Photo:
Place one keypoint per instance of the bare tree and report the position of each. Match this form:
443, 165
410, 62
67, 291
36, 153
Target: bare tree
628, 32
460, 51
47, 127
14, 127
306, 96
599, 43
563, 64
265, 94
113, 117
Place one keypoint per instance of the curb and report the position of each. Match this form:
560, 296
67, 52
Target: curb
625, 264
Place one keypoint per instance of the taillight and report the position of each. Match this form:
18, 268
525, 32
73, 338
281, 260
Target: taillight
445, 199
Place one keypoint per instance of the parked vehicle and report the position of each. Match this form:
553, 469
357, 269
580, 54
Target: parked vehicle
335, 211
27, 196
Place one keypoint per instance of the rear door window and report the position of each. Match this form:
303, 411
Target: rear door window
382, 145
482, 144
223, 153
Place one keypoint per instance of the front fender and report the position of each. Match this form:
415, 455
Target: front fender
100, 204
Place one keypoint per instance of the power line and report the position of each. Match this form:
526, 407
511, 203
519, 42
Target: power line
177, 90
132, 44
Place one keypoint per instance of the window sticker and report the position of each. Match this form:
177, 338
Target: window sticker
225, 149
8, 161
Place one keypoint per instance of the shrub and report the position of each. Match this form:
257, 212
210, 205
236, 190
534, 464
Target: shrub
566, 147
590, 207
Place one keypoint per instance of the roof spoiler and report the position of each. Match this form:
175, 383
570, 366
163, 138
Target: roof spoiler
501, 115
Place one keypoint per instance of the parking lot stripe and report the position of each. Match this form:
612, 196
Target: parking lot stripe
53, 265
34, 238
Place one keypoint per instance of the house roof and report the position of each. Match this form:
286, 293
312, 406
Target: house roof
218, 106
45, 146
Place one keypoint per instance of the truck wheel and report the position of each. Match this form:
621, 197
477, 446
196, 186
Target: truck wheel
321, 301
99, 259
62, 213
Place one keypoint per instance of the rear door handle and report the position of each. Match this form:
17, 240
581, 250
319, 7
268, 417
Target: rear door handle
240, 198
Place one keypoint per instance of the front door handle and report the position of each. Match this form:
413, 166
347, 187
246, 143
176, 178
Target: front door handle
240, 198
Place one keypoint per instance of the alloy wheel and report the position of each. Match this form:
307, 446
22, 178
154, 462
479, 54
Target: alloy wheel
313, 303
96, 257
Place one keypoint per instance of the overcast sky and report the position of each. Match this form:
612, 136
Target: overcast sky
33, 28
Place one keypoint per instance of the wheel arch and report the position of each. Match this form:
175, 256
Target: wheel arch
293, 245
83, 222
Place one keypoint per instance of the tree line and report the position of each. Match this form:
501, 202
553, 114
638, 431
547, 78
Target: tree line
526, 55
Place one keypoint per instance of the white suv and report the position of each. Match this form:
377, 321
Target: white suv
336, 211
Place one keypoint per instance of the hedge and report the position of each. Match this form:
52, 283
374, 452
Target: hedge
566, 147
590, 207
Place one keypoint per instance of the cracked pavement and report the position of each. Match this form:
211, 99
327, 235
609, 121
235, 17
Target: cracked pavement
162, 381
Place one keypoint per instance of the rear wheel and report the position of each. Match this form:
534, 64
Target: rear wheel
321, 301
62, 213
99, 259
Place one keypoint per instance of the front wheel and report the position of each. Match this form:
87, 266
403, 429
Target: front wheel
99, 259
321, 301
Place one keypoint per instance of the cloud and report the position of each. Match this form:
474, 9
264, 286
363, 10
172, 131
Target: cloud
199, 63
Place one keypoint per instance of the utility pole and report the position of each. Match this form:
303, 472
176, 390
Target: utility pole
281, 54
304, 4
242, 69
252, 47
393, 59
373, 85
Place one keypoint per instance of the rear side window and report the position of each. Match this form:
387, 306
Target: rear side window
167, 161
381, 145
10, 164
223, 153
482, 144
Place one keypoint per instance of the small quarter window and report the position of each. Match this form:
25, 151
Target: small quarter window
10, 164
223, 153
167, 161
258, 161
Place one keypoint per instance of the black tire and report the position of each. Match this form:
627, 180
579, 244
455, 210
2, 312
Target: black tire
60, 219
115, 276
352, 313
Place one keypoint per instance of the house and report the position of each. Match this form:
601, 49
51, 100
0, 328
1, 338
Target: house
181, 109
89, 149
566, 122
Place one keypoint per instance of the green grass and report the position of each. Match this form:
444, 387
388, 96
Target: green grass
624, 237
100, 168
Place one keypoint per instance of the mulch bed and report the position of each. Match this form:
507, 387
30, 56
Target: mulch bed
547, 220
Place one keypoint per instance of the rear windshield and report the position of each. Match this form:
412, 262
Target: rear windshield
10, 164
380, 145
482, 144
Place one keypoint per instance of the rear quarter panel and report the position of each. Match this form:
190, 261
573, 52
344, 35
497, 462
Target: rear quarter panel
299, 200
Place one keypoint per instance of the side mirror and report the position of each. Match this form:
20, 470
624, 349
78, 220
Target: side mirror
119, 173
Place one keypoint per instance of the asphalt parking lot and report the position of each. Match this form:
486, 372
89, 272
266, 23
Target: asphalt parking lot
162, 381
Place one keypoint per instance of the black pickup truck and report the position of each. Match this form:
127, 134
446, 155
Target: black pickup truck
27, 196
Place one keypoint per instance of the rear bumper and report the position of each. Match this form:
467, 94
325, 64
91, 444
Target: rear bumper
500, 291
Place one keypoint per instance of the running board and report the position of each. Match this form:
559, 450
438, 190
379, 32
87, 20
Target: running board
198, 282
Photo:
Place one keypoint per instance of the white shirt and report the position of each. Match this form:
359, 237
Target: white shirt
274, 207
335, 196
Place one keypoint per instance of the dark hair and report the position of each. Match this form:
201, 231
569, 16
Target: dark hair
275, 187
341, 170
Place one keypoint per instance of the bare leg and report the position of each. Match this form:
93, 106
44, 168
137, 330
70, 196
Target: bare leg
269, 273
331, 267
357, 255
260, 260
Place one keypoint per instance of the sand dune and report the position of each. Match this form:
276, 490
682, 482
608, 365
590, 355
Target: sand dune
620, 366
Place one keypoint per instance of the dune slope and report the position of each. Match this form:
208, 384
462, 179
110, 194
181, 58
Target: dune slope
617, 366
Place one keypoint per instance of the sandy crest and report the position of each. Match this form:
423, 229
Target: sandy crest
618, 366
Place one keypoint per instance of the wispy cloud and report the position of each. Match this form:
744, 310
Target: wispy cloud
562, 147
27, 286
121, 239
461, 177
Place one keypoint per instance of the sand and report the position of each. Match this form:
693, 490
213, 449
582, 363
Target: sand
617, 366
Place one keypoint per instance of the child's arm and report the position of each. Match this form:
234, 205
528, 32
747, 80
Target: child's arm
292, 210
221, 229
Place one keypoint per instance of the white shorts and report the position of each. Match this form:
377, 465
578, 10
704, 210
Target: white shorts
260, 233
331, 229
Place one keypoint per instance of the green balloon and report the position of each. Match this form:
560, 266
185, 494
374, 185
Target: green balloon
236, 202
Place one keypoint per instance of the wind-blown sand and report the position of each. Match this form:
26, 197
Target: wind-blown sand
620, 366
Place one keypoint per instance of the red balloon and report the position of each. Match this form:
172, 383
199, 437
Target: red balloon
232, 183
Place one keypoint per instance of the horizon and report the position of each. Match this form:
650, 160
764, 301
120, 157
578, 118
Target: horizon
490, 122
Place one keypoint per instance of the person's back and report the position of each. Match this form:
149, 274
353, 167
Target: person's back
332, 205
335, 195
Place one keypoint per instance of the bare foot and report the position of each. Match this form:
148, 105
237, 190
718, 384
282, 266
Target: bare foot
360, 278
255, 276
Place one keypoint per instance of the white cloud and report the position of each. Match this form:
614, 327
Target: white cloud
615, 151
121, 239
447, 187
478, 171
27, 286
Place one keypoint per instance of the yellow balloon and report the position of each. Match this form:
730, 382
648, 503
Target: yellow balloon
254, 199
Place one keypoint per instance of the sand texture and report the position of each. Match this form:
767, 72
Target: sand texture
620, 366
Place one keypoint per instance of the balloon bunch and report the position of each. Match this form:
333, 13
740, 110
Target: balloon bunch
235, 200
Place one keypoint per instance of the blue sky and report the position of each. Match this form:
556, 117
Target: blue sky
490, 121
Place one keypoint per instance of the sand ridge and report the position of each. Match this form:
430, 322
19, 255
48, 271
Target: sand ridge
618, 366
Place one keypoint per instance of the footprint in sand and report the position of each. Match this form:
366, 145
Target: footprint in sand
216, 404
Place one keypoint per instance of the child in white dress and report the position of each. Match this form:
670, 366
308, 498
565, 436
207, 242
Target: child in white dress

--*--

Write out the records verbatim from the line containing "Place one keypoint per instance of the footprint" up to and including the last line of the records.

■ **Exercise result**
Place one keypoint per instance of the footprint in sand and report the position of each. Match this form:
366, 145
Target: footprint in sand
216, 404
Place one keypoint per instance of the child in white dress and report the position of each. Match this form:
670, 366
308, 498
565, 436
207, 242
Target: child in white dress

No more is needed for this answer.